From: Axel Kohlmeyer (akohlmey_at_gmail.com)
Date: Thu Apr 02 2015 - 06:54:55 CDT

On Thu, Apr 2, 2015 at 4:41 AM, Stefan Doerr <stefdoerr_at_gmail.com> wrote:
> Hello,
> I wanted to point out what looks like an atomselect bug to me.
>
> I have a lipid membrane system with a protein and I added a water box on it
> which clashes with the membrane and protein.
>
> I am trying to select all water atoms that clash with non-water atoms to
> remove them.
> Given the following two selections I would expect identical results (as long
> as the water molecules have correct resid's in the PDB which they indeed
> have):
>
> segid WT5 and same residue as (within 2.4 of not segid WT5)
> segid WT5 and same resid as (within 2.4 of not segid WT5)

STUDY QUESTIONS ->
1: Please condense the paragraph of the atomselect email that begins "I have a lipid membrane system" into a short bulleted list that keeps its main facts.
2: Resume the atomselect email after its final quoted line and keep writing in the same style.

DATA RECORDS ->
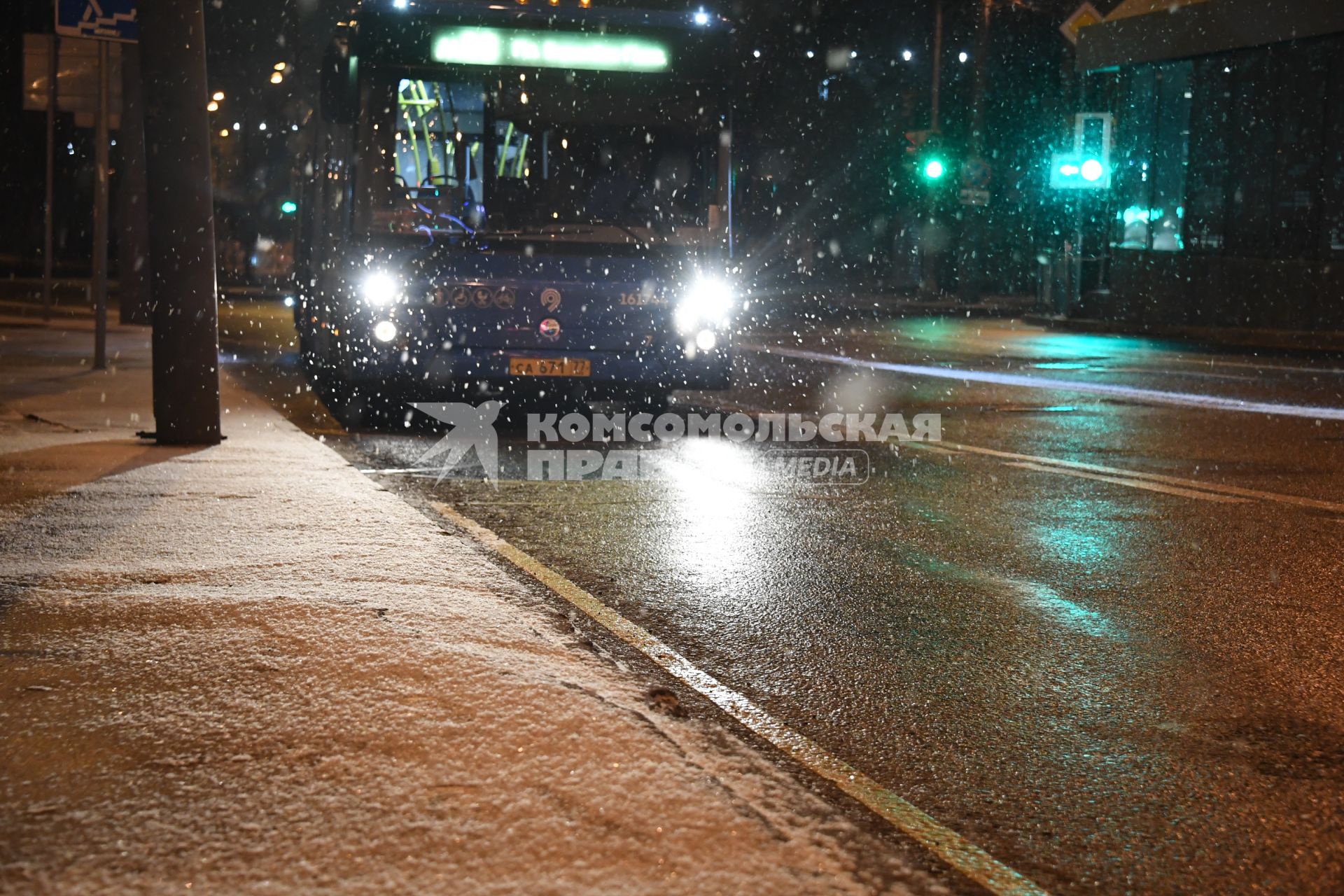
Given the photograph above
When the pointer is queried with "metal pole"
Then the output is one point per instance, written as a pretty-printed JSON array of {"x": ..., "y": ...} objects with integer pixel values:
[
  {"x": 977, "y": 104},
  {"x": 937, "y": 67},
  {"x": 49, "y": 213},
  {"x": 99, "y": 281},
  {"x": 134, "y": 265},
  {"x": 182, "y": 229}
]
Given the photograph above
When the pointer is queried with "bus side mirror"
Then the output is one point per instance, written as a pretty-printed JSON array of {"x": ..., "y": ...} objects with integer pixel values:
[{"x": 340, "y": 83}]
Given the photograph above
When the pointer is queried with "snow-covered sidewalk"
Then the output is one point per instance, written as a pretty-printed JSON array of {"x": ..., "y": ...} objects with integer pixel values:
[{"x": 251, "y": 669}]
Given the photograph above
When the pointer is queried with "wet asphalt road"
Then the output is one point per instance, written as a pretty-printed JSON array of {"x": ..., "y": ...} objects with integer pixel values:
[{"x": 1121, "y": 676}]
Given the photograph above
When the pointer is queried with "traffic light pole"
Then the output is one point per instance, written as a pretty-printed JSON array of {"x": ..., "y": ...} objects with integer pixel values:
[{"x": 182, "y": 230}]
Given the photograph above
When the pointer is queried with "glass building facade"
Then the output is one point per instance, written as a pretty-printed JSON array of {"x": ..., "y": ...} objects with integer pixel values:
[{"x": 1237, "y": 153}]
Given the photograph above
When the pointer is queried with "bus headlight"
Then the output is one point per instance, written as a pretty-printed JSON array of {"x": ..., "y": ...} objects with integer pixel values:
[
  {"x": 379, "y": 289},
  {"x": 708, "y": 301}
]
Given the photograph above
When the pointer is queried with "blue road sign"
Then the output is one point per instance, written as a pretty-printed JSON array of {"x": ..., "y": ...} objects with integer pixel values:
[{"x": 100, "y": 19}]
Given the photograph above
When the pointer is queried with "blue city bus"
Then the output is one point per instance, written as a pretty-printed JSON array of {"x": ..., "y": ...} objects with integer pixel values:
[{"x": 519, "y": 195}]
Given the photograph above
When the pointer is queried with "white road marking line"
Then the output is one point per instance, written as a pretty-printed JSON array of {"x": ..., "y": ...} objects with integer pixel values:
[
  {"x": 955, "y": 849},
  {"x": 1253, "y": 365},
  {"x": 1142, "y": 396},
  {"x": 1133, "y": 484},
  {"x": 1152, "y": 477}
]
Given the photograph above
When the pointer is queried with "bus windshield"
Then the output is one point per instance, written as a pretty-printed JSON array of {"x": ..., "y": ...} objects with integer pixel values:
[{"x": 470, "y": 159}]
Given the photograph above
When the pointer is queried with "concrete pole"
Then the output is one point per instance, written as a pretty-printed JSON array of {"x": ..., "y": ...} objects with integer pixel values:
[
  {"x": 49, "y": 210},
  {"x": 182, "y": 227},
  {"x": 134, "y": 261},
  {"x": 99, "y": 281}
]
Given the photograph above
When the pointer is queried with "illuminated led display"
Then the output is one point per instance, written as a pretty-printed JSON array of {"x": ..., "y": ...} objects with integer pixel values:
[{"x": 549, "y": 50}]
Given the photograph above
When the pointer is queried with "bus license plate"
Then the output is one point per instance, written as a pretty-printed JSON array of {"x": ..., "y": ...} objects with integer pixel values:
[{"x": 550, "y": 367}]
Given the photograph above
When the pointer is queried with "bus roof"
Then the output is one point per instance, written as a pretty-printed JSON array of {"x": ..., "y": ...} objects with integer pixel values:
[{"x": 540, "y": 14}]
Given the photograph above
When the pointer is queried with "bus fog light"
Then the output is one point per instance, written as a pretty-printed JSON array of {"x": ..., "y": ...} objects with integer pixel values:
[
  {"x": 379, "y": 289},
  {"x": 710, "y": 300}
]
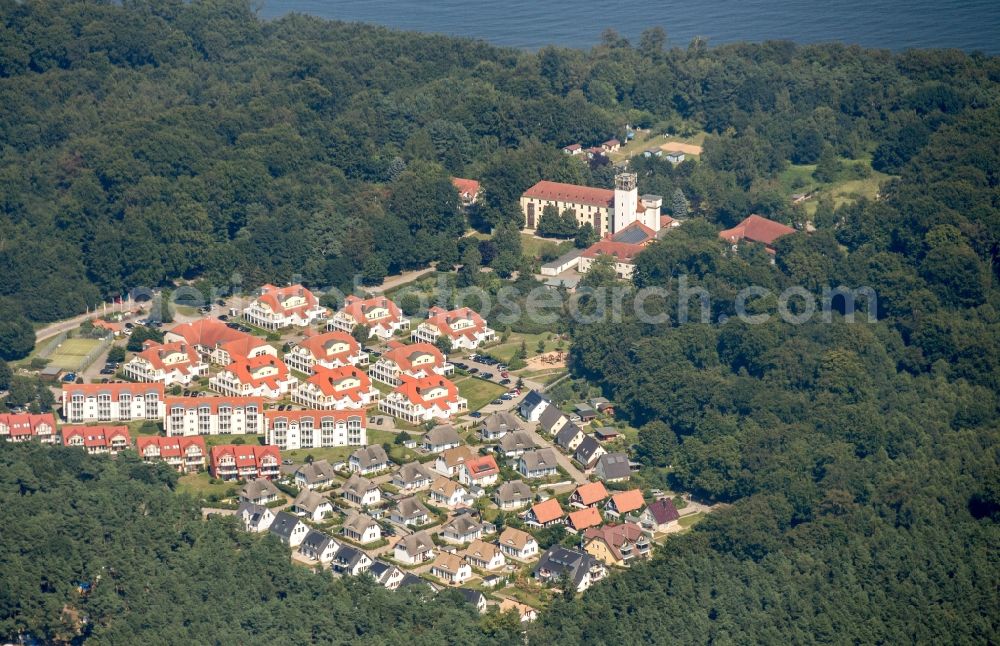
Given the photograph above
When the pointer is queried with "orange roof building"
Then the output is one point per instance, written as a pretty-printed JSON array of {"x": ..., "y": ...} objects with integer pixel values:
[{"x": 343, "y": 388}]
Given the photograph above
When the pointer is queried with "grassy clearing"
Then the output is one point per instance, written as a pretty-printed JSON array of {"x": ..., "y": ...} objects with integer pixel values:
[{"x": 479, "y": 392}]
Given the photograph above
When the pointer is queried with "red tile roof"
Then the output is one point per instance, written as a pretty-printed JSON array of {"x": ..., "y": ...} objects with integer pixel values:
[
  {"x": 756, "y": 229},
  {"x": 26, "y": 424},
  {"x": 95, "y": 436},
  {"x": 584, "y": 518},
  {"x": 571, "y": 193}
]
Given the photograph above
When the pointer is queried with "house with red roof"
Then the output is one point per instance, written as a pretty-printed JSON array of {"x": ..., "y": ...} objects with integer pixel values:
[
  {"x": 344, "y": 388},
  {"x": 382, "y": 317},
  {"x": 260, "y": 376},
  {"x": 481, "y": 471},
  {"x": 97, "y": 440},
  {"x": 192, "y": 416},
  {"x": 327, "y": 350},
  {"x": 468, "y": 190},
  {"x": 186, "y": 454},
  {"x": 423, "y": 400},
  {"x": 22, "y": 427},
  {"x": 244, "y": 461},
  {"x": 166, "y": 363},
  {"x": 217, "y": 342},
  {"x": 281, "y": 307},
  {"x": 112, "y": 402},
  {"x": 758, "y": 229},
  {"x": 308, "y": 429},
  {"x": 464, "y": 327},
  {"x": 414, "y": 361}
]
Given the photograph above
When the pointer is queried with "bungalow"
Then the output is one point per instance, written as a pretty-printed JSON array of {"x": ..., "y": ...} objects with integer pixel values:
[
  {"x": 538, "y": 464},
  {"x": 451, "y": 568},
  {"x": 552, "y": 420},
  {"x": 582, "y": 569},
  {"x": 197, "y": 416},
  {"x": 424, "y": 400},
  {"x": 589, "y": 452},
  {"x": 309, "y": 429},
  {"x": 410, "y": 511},
  {"x": 382, "y": 317},
  {"x": 480, "y": 471},
  {"x": 544, "y": 514},
  {"x": 97, "y": 440},
  {"x": 260, "y": 376},
  {"x": 328, "y": 350},
  {"x": 318, "y": 546},
  {"x": 756, "y": 229},
  {"x": 385, "y": 574},
  {"x": 351, "y": 561},
  {"x": 463, "y": 327},
  {"x": 279, "y": 307},
  {"x": 244, "y": 461},
  {"x": 526, "y": 613},
  {"x": 312, "y": 505},
  {"x": 361, "y": 491},
  {"x": 518, "y": 544},
  {"x": 21, "y": 427},
  {"x": 114, "y": 402},
  {"x": 367, "y": 460},
  {"x": 289, "y": 529},
  {"x": 414, "y": 361},
  {"x": 613, "y": 467},
  {"x": 255, "y": 518},
  {"x": 315, "y": 476},
  {"x": 166, "y": 363},
  {"x": 588, "y": 495},
  {"x": 217, "y": 342},
  {"x": 617, "y": 544},
  {"x": 484, "y": 556},
  {"x": 512, "y": 495},
  {"x": 449, "y": 493},
  {"x": 344, "y": 388},
  {"x": 361, "y": 528},
  {"x": 415, "y": 548},
  {"x": 441, "y": 438},
  {"x": 659, "y": 515},
  {"x": 259, "y": 492},
  {"x": 186, "y": 454},
  {"x": 624, "y": 502},
  {"x": 584, "y": 518},
  {"x": 569, "y": 437},
  {"x": 462, "y": 529},
  {"x": 497, "y": 425},
  {"x": 412, "y": 476},
  {"x": 533, "y": 405},
  {"x": 468, "y": 190},
  {"x": 448, "y": 462},
  {"x": 514, "y": 445}
]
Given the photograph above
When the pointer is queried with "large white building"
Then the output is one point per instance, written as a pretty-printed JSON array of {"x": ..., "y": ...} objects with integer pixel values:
[
  {"x": 309, "y": 429},
  {"x": 608, "y": 211},
  {"x": 414, "y": 361},
  {"x": 166, "y": 363},
  {"x": 280, "y": 307},
  {"x": 464, "y": 327},
  {"x": 187, "y": 416},
  {"x": 345, "y": 388},
  {"x": 115, "y": 402}
]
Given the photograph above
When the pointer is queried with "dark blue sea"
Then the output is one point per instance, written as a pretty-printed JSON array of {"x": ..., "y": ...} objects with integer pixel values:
[{"x": 891, "y": 24}]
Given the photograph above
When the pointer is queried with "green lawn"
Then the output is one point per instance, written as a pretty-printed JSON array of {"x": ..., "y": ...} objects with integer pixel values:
[
  {"x": 71, "y": 352},
  {"x": 479, "y": 392}
]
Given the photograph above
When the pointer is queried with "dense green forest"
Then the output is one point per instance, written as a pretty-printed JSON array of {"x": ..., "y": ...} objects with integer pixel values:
[{"x": 150, "y": 141}]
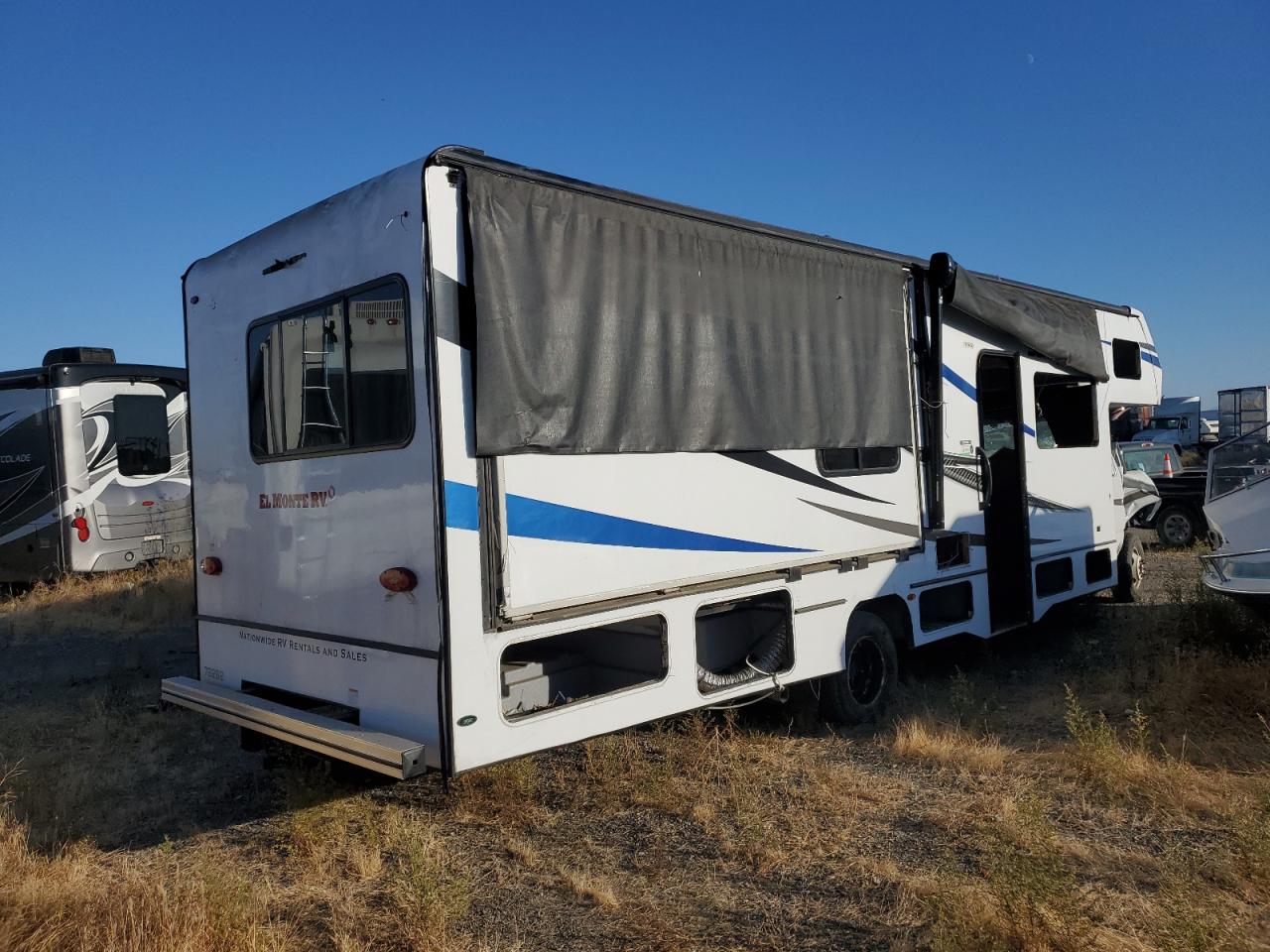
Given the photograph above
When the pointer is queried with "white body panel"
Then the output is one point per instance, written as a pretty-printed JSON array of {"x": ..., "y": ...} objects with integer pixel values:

TASK RESPONSES ->
1:
- The system is a lipid membrane with a protein.
- A water box was added on top of it.
- The water box clashes with the membrane and the protein.

2:
>
> I made a imgur album with some explanatory pictures
> http://imgur.com/a/RfPMq
>
> The first selection seems to works fine (see album: red balls). If you
> change residue to resid it wrongly finds many more water molecules (yellow
> balls). Although I actually have the impression that the first selection is
> not totally correct either. I have seen it remove only pieces of a water
> molecule and not all of it.
>
> I don't see a reason why resid should not work in this selection exactly
> like residue.

residue is a number designated by VMD and guaranteed to be unique,
resid is just a label imported from the PDB file and can repeat. as
far as i remember, the PDB standard only requires it to be unique
within a segment.

however, since residue is still dependent on a correct assignment of
residue labels, i.e. resids to molecules, the safest way to select
whole molecules is to use "same fragment as". fragment is also a
property computed by VMD and assigns a unique id to each
group/fragment of connected atoms, which coincides with molecules in
classical force fields (that is assuming that you have correct bond
information imported from a .psf file or similar).

axel.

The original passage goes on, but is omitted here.